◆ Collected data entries
*** Block opens ***
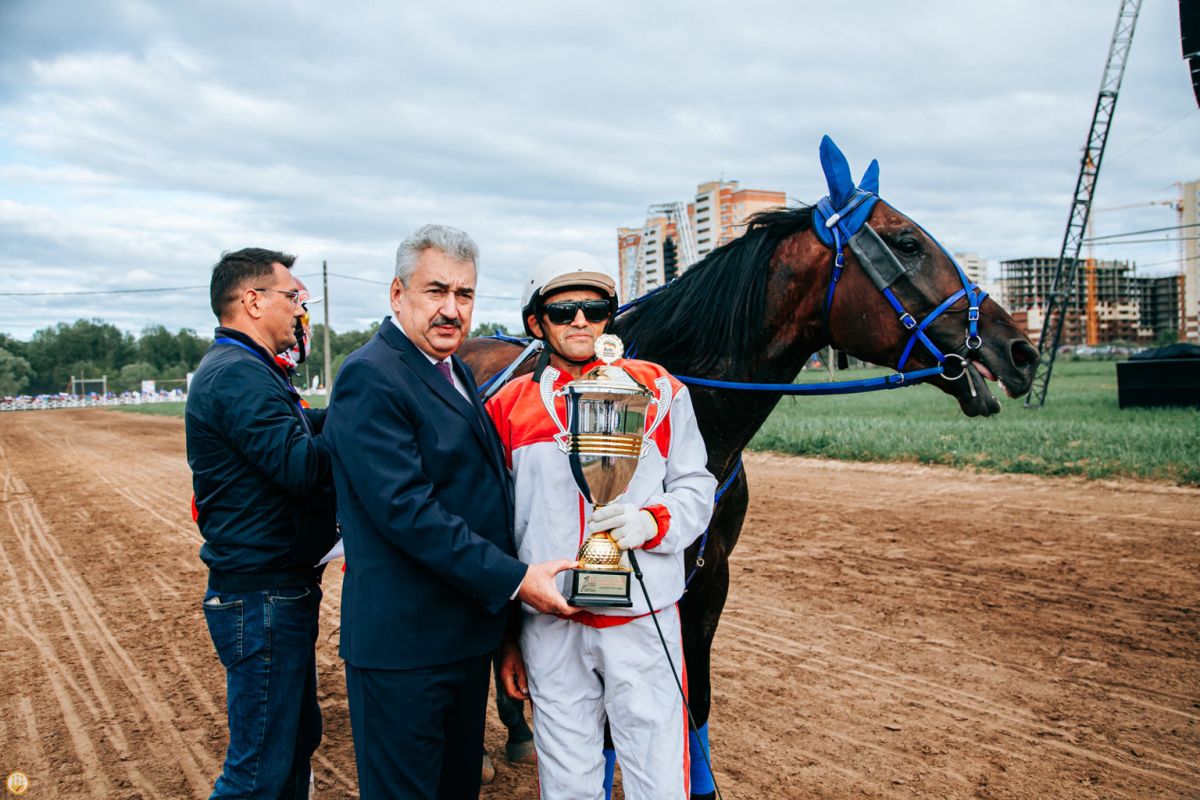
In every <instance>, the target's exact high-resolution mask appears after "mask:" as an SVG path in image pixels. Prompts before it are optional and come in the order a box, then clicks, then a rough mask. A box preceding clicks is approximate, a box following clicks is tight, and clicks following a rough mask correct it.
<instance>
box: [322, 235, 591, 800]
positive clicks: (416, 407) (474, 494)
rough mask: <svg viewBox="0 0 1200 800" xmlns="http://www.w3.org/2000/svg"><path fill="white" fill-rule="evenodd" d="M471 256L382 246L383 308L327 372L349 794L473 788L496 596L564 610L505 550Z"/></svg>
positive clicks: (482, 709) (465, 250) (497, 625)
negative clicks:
*** Block closes ***
◆ What to produce
Update the entries above, replacing "rough mask" with "coarse mask" everywhere it occurs and leaving all else as it is. Omit the pictures from your answer.

◆ Exercise answer
In every <instance>, the target's exact high-resolution mask appears after "mask:" as an SVG path in image pixels. Prompts before it are optional and come in the order a box, then clicks, then a coarse mask. A box preceding clicks is approximate, a box following clicks is tight, and clicks following a coarse mask correct it.
<instance>
box: [322, 235, 591, 800]
positive clicks: (416, 407) (474, 494)
coarse mask: <svg viewBox="0 0 1200 800" xmlns="http://www.w3.org/2000/svg"><path fill="white" fill-rule="evenodd" d="M471 256L382 246L383 308L327 372L349 794L473 788L496 596L564 610L505 550Z"/></svg>
positive clicks: (482, 709) (465, 250) (497, 625)
negative clicks:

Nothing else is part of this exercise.